-- start of Text provided --
The Los Angeles Film Festival is well underway, and this the second year the festival has been held in Westwood Village, an outdoor entertainment plaza featuring several movie palaces and a plethora of eateries between UCLA and the largely Persian neighborhood to the south. The location continues to work beautifully–far better than the scattered set-up of previous years. Sunny and breezy, with temperatures hovering between the upper 70s and lower 80s, it has been downright refreshing to stroll (or run, as the case may be) between venues.
The festival’s newest venue is Landmark’s “national flagship” theater at the Westside Pavilions mall, a 12-screen, state-of-the-art multiplex that is undeniably comfy. But while it touts vegan cookies, artisanal chocolates, and Criterion Collection and Decalogue DVDs at the digital concessions stand (outside its wine bar), let’s not kid ourselves–the major draw here is the ample free parking, a miracle in this part of the city.
-- end of Text provided --
◆ Given request A:
Edit the records from the line with "For every instance of the white railing, mark" to the line with "[[1147, 664], [177, 719]]" so that "Target" becomes "Label" and nothing else changes, and return only those lines.
-- start of Extracted material --
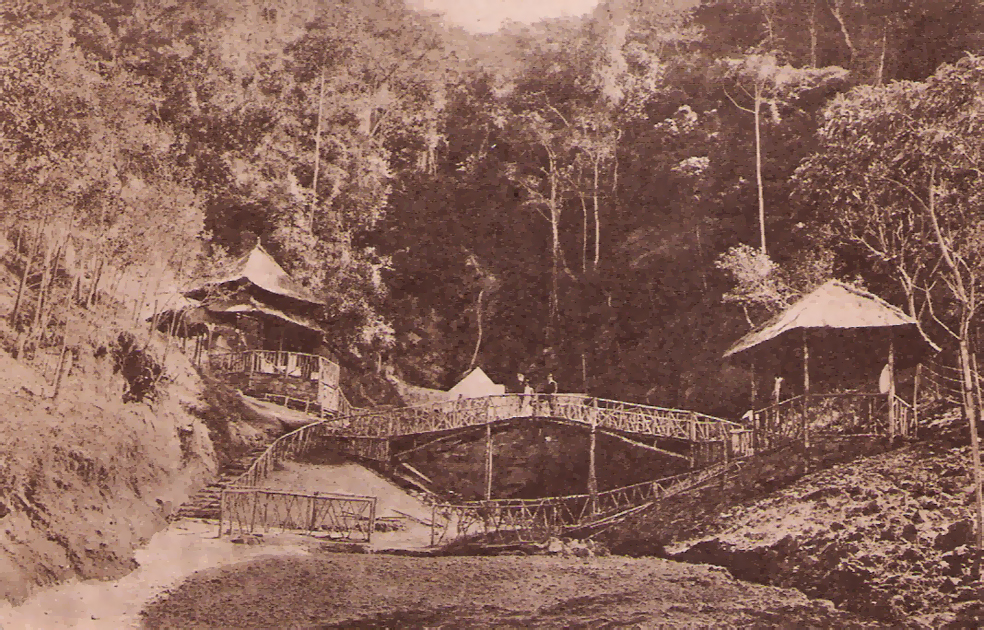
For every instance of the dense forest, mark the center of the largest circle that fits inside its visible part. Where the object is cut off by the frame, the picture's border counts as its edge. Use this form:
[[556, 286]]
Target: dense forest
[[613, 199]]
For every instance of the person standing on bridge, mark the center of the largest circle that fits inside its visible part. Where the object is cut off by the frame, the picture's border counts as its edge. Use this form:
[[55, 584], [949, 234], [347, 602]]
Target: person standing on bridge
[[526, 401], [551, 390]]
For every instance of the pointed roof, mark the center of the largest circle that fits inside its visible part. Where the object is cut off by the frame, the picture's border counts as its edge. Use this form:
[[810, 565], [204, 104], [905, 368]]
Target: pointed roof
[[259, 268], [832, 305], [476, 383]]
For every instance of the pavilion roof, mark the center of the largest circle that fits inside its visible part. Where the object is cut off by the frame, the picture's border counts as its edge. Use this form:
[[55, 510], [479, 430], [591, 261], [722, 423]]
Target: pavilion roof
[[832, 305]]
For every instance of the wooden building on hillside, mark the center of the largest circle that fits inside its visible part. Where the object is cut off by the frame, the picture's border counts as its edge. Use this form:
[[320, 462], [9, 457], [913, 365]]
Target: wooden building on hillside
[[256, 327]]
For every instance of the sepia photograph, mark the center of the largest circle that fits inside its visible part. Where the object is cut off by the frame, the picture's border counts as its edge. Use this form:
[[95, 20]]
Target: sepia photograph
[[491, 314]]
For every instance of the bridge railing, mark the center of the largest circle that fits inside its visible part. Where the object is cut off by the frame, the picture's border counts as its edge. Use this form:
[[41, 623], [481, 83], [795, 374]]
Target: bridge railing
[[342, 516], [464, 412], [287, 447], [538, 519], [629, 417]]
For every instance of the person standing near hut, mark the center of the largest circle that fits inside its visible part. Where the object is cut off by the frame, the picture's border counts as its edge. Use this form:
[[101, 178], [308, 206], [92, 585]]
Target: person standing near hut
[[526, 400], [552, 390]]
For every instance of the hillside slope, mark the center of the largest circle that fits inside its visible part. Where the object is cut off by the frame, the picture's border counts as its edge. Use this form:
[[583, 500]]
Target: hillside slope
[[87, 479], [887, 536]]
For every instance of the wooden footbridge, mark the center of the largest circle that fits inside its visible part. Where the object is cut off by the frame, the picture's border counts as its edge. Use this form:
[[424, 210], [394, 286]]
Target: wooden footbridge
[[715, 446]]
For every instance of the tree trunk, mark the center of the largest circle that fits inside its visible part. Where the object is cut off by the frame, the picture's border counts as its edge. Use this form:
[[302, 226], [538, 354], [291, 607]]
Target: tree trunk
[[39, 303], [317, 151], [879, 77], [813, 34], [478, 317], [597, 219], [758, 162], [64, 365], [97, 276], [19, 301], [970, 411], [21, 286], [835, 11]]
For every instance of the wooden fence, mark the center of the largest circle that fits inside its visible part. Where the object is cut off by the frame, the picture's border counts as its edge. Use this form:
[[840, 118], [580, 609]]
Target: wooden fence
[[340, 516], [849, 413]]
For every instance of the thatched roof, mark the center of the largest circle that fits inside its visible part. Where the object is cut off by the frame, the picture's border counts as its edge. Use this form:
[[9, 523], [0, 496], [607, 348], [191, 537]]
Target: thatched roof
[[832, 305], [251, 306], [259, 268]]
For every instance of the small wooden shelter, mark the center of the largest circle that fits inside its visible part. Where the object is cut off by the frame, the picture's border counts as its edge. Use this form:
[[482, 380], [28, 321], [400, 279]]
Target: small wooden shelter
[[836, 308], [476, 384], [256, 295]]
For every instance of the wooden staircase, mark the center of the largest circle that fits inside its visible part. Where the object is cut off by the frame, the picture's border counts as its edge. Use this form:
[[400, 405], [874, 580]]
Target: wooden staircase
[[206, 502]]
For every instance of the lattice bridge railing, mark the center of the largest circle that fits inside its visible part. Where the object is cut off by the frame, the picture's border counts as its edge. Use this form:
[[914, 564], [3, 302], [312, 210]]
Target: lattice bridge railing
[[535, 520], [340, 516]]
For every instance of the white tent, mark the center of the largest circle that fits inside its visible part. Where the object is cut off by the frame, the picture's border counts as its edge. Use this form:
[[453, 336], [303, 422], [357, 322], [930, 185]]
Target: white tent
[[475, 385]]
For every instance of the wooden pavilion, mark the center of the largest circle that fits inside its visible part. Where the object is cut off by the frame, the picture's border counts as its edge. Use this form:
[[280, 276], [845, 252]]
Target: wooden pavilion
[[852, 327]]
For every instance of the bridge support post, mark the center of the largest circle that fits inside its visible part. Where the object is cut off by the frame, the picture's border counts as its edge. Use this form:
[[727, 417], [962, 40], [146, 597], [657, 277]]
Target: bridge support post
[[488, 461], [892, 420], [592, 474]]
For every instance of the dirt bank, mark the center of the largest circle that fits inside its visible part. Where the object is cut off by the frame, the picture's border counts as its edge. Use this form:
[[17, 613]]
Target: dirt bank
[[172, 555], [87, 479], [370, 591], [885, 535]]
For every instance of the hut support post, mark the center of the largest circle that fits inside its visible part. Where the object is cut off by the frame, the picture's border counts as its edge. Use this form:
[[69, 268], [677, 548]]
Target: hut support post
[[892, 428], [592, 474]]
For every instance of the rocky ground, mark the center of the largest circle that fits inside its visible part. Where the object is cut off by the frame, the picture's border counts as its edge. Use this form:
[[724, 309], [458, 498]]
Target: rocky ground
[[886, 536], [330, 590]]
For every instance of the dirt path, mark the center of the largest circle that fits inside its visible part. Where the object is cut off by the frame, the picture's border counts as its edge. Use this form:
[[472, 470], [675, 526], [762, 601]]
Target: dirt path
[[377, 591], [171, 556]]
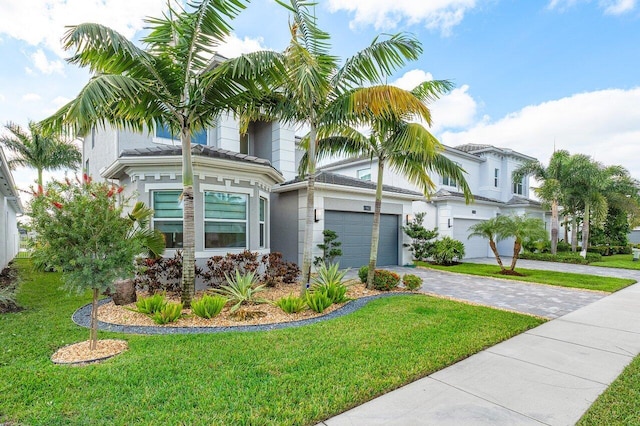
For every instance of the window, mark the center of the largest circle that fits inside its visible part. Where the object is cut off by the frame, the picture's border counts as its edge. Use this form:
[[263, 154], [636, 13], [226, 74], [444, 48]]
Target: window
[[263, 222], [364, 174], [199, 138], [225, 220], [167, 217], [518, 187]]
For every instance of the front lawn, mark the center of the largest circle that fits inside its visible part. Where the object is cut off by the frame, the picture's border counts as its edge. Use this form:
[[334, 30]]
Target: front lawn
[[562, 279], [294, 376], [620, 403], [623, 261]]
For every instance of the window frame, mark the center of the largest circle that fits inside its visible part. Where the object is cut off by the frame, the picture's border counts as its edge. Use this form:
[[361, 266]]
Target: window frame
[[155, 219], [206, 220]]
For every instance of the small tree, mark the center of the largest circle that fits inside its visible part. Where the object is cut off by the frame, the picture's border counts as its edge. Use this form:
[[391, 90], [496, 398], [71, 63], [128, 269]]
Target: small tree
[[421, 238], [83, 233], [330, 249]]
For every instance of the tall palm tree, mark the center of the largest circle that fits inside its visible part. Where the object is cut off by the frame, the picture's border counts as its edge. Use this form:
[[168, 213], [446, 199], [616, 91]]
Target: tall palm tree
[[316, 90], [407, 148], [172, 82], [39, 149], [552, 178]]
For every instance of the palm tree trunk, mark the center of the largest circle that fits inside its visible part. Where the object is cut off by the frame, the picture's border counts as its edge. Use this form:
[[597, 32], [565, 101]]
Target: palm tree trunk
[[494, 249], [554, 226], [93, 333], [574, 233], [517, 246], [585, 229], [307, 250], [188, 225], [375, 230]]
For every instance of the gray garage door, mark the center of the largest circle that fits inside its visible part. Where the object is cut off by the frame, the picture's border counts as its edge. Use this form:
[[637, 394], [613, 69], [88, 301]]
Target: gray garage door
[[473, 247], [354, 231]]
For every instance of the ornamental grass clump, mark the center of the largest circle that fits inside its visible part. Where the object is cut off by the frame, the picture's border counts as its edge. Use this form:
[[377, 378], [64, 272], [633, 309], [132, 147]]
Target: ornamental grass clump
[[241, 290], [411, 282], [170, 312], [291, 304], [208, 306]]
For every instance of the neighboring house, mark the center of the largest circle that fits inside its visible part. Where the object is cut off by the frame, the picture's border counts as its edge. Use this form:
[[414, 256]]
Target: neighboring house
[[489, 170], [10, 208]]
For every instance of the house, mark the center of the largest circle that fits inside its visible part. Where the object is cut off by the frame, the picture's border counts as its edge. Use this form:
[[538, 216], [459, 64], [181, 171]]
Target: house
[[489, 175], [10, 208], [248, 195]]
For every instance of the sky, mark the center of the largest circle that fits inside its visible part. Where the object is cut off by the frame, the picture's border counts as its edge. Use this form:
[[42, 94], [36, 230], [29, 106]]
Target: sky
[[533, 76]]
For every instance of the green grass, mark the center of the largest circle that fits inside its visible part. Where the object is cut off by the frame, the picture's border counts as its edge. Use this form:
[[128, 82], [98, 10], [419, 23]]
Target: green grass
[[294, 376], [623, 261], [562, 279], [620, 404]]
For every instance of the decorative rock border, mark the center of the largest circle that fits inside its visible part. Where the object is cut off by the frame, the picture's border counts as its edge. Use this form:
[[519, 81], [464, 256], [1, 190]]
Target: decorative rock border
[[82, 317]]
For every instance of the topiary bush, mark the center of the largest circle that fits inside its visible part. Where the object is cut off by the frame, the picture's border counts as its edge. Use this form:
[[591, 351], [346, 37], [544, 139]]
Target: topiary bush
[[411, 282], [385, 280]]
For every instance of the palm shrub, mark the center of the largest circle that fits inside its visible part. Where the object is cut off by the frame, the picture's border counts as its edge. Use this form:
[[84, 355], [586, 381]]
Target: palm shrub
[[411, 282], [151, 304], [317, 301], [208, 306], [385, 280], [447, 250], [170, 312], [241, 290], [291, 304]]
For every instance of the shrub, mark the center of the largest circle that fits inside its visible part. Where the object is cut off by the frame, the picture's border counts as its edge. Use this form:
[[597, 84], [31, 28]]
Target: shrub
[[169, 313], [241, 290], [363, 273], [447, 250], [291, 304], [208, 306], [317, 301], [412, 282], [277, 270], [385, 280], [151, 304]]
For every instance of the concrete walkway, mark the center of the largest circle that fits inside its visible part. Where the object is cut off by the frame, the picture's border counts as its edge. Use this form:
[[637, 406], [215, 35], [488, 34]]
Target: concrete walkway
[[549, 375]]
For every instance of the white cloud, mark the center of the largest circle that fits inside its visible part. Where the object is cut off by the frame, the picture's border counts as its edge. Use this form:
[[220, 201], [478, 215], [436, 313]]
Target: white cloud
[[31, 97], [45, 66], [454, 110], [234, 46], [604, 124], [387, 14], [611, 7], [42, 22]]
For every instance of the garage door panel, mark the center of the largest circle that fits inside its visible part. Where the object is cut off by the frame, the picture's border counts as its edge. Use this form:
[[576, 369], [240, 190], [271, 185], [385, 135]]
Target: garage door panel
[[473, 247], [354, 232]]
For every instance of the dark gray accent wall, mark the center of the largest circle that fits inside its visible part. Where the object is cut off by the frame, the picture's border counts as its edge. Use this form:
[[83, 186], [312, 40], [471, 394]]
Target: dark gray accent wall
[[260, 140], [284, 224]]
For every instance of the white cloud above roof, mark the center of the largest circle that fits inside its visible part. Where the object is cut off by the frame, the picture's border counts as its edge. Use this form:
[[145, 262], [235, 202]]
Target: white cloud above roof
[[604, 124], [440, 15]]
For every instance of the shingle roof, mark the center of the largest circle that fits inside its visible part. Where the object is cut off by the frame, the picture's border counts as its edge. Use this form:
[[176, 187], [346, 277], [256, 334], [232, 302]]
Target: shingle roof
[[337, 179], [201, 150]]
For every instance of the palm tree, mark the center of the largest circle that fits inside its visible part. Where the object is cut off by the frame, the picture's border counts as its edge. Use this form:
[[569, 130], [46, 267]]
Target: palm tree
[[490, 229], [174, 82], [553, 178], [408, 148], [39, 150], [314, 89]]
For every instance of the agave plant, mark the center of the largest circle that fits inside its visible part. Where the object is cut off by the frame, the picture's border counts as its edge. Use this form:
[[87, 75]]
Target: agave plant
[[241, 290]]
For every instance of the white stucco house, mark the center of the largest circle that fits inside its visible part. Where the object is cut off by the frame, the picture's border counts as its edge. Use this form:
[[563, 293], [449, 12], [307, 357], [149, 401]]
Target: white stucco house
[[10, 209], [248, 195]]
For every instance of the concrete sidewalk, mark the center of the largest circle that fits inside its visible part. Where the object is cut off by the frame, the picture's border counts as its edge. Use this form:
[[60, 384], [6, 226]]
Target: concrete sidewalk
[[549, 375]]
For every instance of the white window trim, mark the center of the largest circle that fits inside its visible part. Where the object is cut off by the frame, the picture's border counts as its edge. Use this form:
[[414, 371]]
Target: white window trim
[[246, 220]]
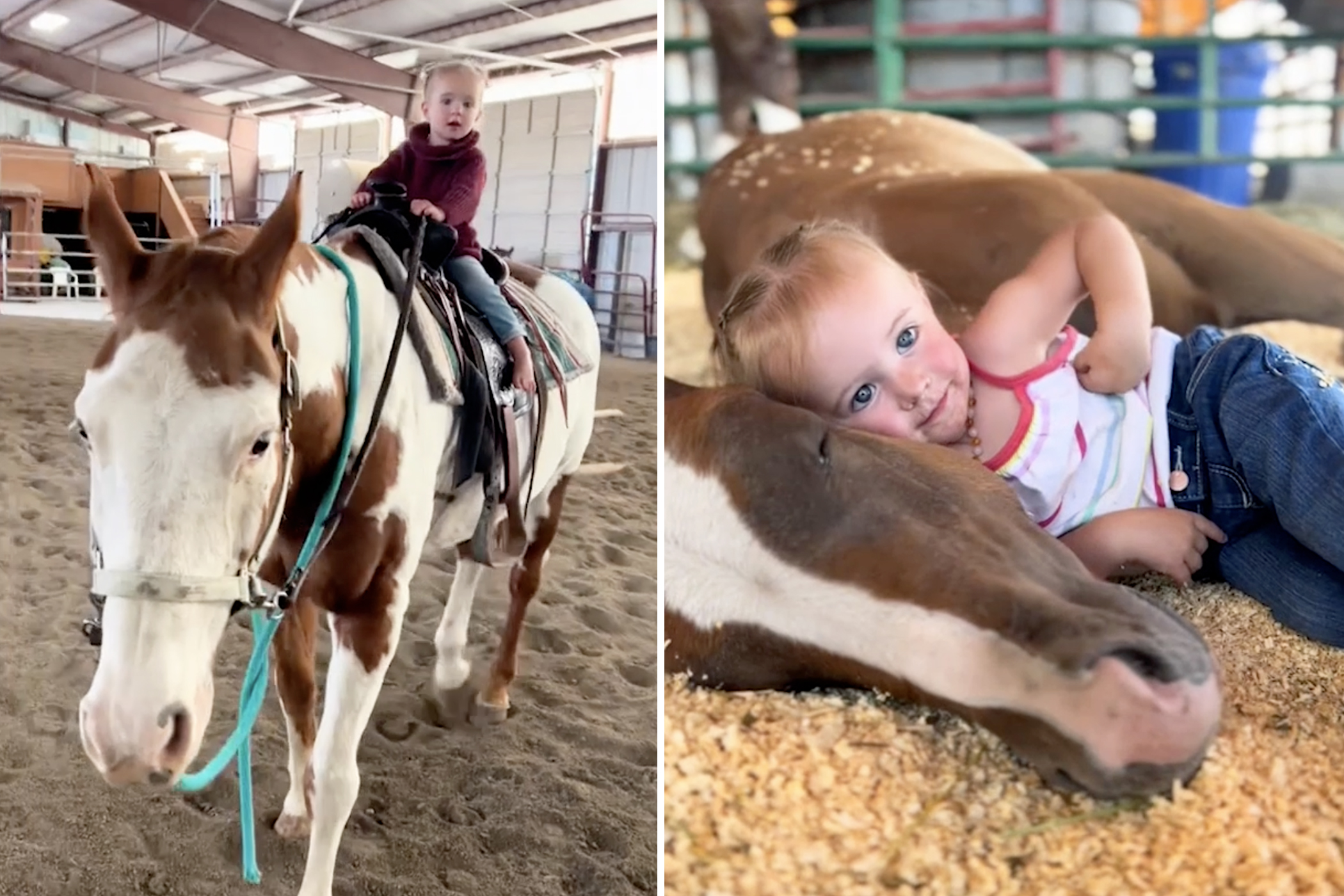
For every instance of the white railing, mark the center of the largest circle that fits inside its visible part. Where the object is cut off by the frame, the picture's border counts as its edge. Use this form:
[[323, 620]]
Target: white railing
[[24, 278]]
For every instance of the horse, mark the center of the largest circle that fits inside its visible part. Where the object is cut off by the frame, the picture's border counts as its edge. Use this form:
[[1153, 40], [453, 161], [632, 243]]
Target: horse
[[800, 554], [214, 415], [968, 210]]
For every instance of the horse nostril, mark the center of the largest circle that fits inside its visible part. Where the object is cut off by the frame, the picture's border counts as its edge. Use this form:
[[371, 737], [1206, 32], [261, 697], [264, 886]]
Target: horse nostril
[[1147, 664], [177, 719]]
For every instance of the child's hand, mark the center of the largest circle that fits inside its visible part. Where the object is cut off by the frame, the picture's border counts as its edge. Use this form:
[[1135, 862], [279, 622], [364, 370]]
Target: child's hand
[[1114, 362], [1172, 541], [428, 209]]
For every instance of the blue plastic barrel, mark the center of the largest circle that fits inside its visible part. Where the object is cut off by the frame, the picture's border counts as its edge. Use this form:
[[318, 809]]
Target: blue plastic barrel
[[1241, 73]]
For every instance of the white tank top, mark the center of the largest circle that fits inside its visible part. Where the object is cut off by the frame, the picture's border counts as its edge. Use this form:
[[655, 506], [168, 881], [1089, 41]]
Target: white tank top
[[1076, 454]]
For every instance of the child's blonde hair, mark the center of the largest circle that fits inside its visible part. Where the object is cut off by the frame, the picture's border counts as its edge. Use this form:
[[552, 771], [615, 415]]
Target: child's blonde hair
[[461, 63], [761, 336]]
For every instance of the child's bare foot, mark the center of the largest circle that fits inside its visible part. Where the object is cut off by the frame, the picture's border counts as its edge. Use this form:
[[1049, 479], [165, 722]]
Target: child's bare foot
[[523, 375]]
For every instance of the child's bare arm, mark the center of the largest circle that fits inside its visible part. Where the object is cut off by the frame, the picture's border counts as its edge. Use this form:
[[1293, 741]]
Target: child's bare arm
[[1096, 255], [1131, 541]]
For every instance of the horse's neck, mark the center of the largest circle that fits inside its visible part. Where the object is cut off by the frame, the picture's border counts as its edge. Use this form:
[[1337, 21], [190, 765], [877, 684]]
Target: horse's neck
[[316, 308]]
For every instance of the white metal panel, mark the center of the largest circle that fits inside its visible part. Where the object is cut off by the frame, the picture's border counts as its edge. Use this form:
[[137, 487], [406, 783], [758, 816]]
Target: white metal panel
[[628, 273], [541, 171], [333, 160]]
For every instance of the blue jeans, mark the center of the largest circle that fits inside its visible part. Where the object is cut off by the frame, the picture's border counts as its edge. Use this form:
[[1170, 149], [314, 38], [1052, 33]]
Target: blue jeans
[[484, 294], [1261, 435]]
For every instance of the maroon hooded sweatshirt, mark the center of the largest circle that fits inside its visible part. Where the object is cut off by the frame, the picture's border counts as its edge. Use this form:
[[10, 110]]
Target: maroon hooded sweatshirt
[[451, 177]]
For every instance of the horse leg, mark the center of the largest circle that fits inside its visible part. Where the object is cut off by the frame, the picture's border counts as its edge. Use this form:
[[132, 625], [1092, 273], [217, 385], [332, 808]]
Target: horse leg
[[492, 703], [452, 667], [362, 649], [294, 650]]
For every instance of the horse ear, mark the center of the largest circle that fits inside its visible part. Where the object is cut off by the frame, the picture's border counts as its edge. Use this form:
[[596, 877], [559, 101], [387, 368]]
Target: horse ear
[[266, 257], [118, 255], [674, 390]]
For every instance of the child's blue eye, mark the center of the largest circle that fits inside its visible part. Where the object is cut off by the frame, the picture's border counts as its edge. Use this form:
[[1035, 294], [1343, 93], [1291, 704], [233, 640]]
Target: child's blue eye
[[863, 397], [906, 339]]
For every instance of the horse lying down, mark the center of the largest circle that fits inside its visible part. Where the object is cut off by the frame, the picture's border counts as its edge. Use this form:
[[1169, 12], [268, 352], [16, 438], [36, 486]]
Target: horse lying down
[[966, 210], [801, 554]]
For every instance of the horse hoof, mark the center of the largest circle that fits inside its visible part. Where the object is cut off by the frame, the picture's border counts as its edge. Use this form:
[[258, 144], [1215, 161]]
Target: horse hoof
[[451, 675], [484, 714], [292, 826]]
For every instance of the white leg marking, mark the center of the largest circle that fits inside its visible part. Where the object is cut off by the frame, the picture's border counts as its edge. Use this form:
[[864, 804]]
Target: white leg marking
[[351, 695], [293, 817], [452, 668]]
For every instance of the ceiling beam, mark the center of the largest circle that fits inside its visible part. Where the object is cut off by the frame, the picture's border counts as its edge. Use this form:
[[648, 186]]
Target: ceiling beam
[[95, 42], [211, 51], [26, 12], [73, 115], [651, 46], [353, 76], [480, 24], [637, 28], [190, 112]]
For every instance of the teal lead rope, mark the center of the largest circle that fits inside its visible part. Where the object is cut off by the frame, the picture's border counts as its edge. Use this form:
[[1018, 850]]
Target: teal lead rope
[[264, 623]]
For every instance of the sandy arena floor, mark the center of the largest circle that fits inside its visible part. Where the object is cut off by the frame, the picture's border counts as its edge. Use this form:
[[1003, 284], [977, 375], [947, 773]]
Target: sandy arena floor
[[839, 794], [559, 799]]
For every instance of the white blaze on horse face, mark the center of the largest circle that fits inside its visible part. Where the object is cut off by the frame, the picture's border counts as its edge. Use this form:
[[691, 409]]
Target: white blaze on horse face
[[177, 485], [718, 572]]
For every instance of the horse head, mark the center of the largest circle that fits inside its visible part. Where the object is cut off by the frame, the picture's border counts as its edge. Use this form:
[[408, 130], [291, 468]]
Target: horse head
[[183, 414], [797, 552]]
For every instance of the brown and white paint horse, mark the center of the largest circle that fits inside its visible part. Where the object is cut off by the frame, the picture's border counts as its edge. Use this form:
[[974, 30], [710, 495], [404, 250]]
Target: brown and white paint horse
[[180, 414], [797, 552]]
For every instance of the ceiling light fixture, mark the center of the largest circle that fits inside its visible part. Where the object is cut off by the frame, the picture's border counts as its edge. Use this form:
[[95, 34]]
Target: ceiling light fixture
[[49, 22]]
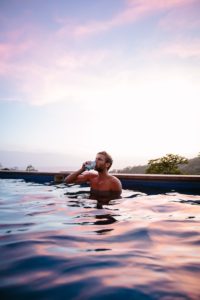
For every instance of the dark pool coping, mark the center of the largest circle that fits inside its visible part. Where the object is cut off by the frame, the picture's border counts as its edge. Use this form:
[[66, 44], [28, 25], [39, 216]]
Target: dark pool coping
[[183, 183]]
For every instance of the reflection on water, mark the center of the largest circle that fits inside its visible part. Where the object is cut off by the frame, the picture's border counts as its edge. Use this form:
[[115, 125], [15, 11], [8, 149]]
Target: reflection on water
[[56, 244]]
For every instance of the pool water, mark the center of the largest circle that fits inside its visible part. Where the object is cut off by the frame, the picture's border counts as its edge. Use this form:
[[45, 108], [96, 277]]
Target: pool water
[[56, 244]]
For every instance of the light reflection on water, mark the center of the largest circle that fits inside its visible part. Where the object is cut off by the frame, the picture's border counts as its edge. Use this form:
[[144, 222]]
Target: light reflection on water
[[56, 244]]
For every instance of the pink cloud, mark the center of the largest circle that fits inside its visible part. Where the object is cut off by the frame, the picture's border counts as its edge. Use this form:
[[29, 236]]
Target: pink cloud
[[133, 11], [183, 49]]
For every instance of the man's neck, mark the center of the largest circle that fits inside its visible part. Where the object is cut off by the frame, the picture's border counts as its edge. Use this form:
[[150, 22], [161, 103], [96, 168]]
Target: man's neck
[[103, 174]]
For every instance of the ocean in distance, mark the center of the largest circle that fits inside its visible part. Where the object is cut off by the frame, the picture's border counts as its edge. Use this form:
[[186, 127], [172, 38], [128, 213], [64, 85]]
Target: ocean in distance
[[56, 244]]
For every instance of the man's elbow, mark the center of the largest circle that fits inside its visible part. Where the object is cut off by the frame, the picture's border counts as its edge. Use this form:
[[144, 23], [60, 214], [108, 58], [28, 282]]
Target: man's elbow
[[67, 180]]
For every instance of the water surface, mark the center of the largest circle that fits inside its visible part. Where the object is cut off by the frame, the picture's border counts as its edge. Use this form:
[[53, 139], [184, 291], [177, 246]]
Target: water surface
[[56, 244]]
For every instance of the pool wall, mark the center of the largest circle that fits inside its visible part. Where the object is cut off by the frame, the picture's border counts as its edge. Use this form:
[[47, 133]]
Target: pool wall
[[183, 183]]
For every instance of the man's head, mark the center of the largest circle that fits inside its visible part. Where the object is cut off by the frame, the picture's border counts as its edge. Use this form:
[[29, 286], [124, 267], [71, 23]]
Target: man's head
-- end of Extracted material --
◆ Given request B:
Return the passage of the film festival article from "The festival’s newest" to "of the city." word for word.

◆ Worked answer A:
For every instance of the white railing, mark the center of the largest circle that fits inside its visible part. Where the object is cut off by the frame, the picture's border counts as its edge. Use this form:
[[323, 620]]
Label: white railing
[[24, 278]]
For every instance of the horse, mark the center of the largest circle that fits inside its visible part. Where the object is cut off by the frame, the picture's border counts as its edge. Use this form:
[[1153, 40], [453, 161], [632, 243]]
Label: horse
[[800, 554], [214, 415], [968, 210]]
For every instance of the horse nostril, mark the center of the largest circle that fits inside its visible part. Where the object is cut off by the frame, the picture's border counts as its edge. Use this form:
[[371, 737], [1206, 32], [261, 697], [264, 886]]
Label: horse nostril
[[1147, 664], [177, 719]]

◆ Worked answer B:
The festival’s newest venue is Landmark’s “national flagship” theater at the Westside Pavilions mall, a 12-screen, state-of-the-art multiplex that is undeniably comfy. But while it touts vegan cookies, artisanal chocolates, and Criterion Collection and Decalogue DVDs at the digital concessions stand (outside its wine bar), let’s not kid ourselves–the major draw here is the ample free parking, a miracle in this part of the city.